## PASSAGE TO READ

+++

Monday, September 10, 2018

Cooking with gas

The guests have gone home, the mornings have an autumn chill, and I have veg and fruit to deal with.

The good news is that the tomatoes and tomatillos produced after all!  I took the advice offered and just waited to see if I´d get a crop, and while a number were brown and blotchy from the blight, there are quite a few perfectly acceptable tomatoes.  There is also, for the first time, some blossom end rot.

Mostly it´s obvious, as in the upper case here.  But, I have also found rot inside some that were apparently perfect on the outside, just as a word to the wise.  One of the benefits of quartering and roasting the tomatoes before saucing, I guess.

The tomatillos finally sized up on the ones I planted earliest.  Also roasted for salsa.  If only there were some cilantro left, but it all bolted weeks ago.  Hoping for at least one more picking and will try mixing in some golden tomatoes to the pan.

The potatoes were small and not very numerous and a number were nibbled.  As were these, so I pulled them all.  No sense encouraging the varmints.

And it´s a great apple year.  So I tried another apple pie recipe from Smitten Kitchen - Dutch Apple Pie, and I´m glad to report that it´s delish, and our apples didn´t turn to mush in the oven!

The crust is interesting on this one, more like cookie dough and not as elastic as short crust, and I´m afraid I rolled it out too thin, it wanted to collapse in the latticing.  And I had no raisins on hand, so I threw in a handful of walnuts.  But tasty, nonetheless, and I may be enjoying it for breakfast.

Hope your harvests are plentiful!


  1. Hi Coco,

    All this talk about blossom end rot has left me feeling a bit uncomfortable. Thanks for the photos as I'd never seen such a tomato disease before. The apple pie looks beautiful! Yum!


  2. That apple pie looks delish, much more inviting to eat for breakfast than the bowl of porridge I have in front of me!

    When we have troubles with our tomatoes, we just carry on and let the tomatoes get on with it, cutting away the 'bad' bits when I come to process them for storage. No crop this year though, and miss not having the numerous jars of canned tomato sauce sitting on my larder shelves!

  3. Hi Chris,

    I´m sure your blossom end is just fine.

+++

[Dataset excerpts]
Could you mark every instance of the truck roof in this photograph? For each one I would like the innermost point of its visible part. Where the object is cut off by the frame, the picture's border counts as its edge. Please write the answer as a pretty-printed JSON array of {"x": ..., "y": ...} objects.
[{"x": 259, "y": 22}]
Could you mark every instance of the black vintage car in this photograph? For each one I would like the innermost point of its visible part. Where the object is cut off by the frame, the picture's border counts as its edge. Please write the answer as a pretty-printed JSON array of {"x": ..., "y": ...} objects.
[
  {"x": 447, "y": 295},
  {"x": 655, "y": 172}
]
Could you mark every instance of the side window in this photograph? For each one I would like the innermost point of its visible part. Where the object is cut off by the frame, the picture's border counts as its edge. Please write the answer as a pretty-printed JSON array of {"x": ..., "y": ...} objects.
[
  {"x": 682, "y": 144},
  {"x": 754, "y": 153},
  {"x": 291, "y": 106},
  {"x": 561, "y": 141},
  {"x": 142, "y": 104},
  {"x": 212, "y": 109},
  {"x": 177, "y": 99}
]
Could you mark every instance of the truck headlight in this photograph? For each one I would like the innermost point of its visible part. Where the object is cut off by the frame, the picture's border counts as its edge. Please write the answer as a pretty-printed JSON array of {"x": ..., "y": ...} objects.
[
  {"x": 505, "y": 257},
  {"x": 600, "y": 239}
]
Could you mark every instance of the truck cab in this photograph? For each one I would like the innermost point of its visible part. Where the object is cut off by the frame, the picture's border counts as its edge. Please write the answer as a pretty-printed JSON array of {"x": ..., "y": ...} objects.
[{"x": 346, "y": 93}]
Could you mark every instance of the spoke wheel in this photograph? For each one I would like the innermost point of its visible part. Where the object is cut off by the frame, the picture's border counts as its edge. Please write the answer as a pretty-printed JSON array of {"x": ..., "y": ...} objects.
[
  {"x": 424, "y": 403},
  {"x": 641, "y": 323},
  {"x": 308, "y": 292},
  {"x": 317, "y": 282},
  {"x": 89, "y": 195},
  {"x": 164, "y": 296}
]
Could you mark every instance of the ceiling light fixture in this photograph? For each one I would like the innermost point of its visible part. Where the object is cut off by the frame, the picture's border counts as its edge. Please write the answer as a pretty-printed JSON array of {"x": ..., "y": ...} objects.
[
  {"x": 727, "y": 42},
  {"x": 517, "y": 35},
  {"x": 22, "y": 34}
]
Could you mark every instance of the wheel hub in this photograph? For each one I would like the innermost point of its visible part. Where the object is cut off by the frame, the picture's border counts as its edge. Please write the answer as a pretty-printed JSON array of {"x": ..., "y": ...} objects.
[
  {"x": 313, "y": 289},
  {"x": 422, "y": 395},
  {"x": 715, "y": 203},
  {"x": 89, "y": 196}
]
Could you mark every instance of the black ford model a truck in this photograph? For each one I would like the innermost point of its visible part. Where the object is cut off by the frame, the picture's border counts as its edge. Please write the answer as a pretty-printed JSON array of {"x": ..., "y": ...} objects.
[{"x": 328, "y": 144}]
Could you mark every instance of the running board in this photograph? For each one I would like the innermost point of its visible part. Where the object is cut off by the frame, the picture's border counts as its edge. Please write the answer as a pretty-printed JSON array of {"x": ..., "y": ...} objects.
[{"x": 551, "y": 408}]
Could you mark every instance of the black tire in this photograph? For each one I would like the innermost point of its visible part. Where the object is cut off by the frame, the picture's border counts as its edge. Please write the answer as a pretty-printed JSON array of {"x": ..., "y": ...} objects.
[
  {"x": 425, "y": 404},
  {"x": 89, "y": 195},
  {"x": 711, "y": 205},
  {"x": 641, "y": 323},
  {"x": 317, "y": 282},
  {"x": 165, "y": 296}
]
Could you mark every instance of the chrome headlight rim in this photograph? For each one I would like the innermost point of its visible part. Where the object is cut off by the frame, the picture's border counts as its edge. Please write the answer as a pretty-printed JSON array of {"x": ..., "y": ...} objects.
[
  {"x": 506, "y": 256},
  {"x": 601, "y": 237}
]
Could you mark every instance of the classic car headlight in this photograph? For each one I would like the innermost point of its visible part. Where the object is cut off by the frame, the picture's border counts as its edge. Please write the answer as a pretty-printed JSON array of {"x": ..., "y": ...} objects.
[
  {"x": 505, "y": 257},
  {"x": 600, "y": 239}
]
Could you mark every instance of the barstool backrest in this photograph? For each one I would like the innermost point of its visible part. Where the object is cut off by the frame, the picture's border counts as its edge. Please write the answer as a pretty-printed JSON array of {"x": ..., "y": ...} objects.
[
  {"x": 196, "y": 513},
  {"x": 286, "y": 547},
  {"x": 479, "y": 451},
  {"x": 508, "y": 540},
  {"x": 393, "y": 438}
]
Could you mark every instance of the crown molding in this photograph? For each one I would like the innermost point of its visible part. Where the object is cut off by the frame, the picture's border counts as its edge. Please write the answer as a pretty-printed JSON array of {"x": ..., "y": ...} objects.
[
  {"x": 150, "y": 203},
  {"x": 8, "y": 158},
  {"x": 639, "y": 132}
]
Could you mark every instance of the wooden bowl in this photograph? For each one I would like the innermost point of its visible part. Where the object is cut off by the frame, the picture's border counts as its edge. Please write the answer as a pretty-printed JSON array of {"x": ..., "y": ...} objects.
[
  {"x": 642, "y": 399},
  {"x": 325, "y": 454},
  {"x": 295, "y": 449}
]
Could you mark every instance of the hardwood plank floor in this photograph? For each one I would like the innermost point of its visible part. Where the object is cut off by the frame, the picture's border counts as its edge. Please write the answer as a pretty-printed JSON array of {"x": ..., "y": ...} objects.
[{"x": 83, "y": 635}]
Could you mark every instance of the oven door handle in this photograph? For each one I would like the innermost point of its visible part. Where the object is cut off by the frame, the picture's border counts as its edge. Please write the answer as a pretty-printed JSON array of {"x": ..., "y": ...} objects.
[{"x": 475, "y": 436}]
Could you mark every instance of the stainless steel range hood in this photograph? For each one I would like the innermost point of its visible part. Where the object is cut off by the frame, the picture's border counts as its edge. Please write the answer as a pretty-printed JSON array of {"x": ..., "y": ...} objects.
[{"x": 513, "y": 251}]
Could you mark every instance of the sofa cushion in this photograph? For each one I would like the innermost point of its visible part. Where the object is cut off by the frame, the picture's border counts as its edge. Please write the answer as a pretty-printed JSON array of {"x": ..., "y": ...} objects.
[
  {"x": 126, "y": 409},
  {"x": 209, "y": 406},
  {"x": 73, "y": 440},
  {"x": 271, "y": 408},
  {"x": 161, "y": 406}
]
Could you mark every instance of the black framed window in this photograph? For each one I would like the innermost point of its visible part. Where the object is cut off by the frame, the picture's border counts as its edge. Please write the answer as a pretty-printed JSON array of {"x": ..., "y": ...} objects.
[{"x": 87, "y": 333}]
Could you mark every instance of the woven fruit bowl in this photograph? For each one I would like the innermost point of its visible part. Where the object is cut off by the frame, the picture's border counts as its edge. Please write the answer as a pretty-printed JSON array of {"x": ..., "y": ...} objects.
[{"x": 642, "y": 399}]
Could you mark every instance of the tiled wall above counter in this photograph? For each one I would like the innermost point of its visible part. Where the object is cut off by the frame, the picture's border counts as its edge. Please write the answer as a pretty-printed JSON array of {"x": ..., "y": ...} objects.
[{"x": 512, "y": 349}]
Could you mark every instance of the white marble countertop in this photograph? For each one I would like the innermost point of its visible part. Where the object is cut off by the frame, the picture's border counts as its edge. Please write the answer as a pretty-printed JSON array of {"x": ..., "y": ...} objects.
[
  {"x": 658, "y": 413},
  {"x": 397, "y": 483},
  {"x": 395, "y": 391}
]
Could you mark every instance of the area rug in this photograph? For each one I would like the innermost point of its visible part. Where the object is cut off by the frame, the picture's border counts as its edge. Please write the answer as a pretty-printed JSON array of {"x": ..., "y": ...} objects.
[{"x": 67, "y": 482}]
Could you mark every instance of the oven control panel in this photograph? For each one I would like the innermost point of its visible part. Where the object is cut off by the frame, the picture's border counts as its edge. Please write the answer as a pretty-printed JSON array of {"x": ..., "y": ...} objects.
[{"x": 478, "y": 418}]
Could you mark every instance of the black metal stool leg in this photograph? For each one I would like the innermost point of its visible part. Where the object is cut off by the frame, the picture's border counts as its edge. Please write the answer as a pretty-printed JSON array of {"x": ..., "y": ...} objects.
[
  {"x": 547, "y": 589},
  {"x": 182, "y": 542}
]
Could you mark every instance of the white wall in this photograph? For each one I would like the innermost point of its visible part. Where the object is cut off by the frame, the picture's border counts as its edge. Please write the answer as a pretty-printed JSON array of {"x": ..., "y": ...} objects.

+++

## QUESTIONS
- 1) In the Cooking with gas blog post, substitute "peppers" for "tomatillos" and give the passage from "The good news" up to and including "to the pan.".
- 2) Proceed with the Cooking with gas blog post, picking up after its last sentence.

## ANSWERS BELOW
- 1)
The good news is that the tomatoes and peppers produced after all!  I took the advice offered and just waited to see if I´d get a crop, and while a number were brown and blotchy from the blight, there are quite a few perfectly acceptable tomatoes.  There is also, for the first time, some blossom end rot.

Mostly it´s obvious, as in the upper case here.  But, I have also found rot inside some that were apparently perfect on the outside, just as a word to the wise.  One of the benefits of quartering and roasting the tomatoes before saucing, I guess.

The peppers finally sized up on the ones I planted earliest.  Also roasted for salsa.  If only there were some cilantro left, but it all bolted weeks ago.  Hoping for at least one more picking and will try mixing in some golden tomatoes to the pan.

- 2)
    Hi Vera,

    In terms of pie, I have to confess I´m all about the filling, not so much the crust. Curiously, I don´t think the Spanish add cinnamon to apple pie etc., which I thought was traditional, they were surprised when I used it. Must come from the German/English heritage.

    I only wish the jars were more numerous! I can´t imagine how much I´d need to plant to have a winter´s worth stored.

  4. Hi, Coco!

    I am glad that the relatives have been hosted and safely packed off again - once more.

    I NEVER have cilantro growing at the same time that the tomatillos and tomatoes are ripe. I bought one bunch this season and then said "Oh, forget it" and just left it out thereafter.

    You are so lucky to have apples and you certainly know how to use them to advantage - what a perfect pie. I am afraid that I like the crust almost as much as the filling though . . .


  5. Hi Pam,

    The Madrid family have been packed off again. The locals, not so much...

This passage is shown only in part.